(Série d'exercices)
A) Selon l'extrait sur Julia Chanourdie, dans quelle ville se trouvait la salle d'escalade que tenait son père avec sa femme ?
B) Rédigez la suite de l'extrait sur Julia Chanourdie en un paragraphe, à partir de sa dernière phrase.

(Extrait)
▬▬▬▬▬▬
Aux JO, malheureusement, Augustin ne pourra pas être à ses côtés : le gouvernement japonais a interdit, fin mars, l’accès aux spectateur·rices étranger·ères. Julia Chanourdie aura droit à une exception : avec sa double casquette de père et d’entraîneur, Éric Chanourdie embarquera avec le staff de la fédération. « Je suis un entraîneur autodidacte : je m’y suis mis quand elle a commencé à se démarquer, vers 8 ans. Au début, elle grimpait avec sa sœur dans la salle ­d’escalade que je tenais avec ma femme, à Annecy, et on allait tous les week-ends en falaise. » À partir des 12 ans de sa fille, Éric structure un planning d’entraînement après avoir accumulé beaucoup de connaissances sur le sujet. « J’ai lu et échangé avec des personnes qui avaient plus d’expérience sur l’entraînement des enfants dans d’autres sports. En escalade, Julia a fait partie de la première génération d’enfants très forts. On n’avait pas encore de recul sur ce qu’allaient devenir les petits qui commençaient tôt. » À l’adolescence, leur double relation père-fille et entraîneur-athlète se complique. Ils parlent, ajustent, continuent d’avancer « naturellement et en douceur », dit Julia. Son père utilise les mêmes mots et ajoute : « J’ai accompagné, jamais poussé. »
▬▬▬▬▬▬
(Lignes de données)
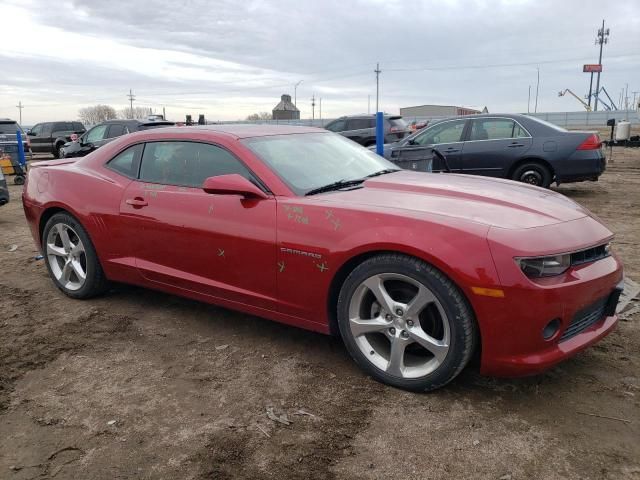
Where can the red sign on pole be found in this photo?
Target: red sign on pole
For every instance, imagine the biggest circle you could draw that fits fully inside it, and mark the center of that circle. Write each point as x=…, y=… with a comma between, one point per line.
x=592, y=68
▬▬▬▬▬▬
(Réponses ci-dessous)
A) À Annecy.

B)
Côté école, Julia fréquente un collège, puis un lycée à Annecy, passe sa terminale en deux ans avec son statut d’athlète, décline goûters et apéros. « Le haut niveau t’oblige à gérer beaucoup de choses très jeune, entre les cours, les devoirs, les entraînements. À faire des sacrifices pour garder une bonne hygiène de vie. À affronter des questions sur toi-même plus tôt que pour les personnes “normales”. » Après un bac S, elle établit son camp de base à Chambéry, puis à Lyon, jamais trop loin du chalet familial, sur les hauteurs d’Annecy. « C’est ma base, mon cocon et mon lieu d’entraînement grâce à la structure de bloc créée par mon père. » Un père qui fonctionne à l’instinct avec sa fille, sent son état de forme à sa seule façon de parler et souhaite évidemment le meilleur pour les JO. « J’espère qu’elle ne se laissera pas bouffer par l’événement et qu’elle sera contente quel que soit le résultat », confie-t-il. Faute de pouvoir vivre Tokyo en famille, Lise Chanourdie regardera sa fille à la télé, avec le cœur qui bat. « Déjà, quand elle avait 8 ans et qu’elle gagnait tout, je stressais pour elle. » Cette ancienne nageuse de niveau national s’est mise à l’escalade, formant avec son mari et Lucie, la petite sœur, un écosystème bienveillant autour de Julia.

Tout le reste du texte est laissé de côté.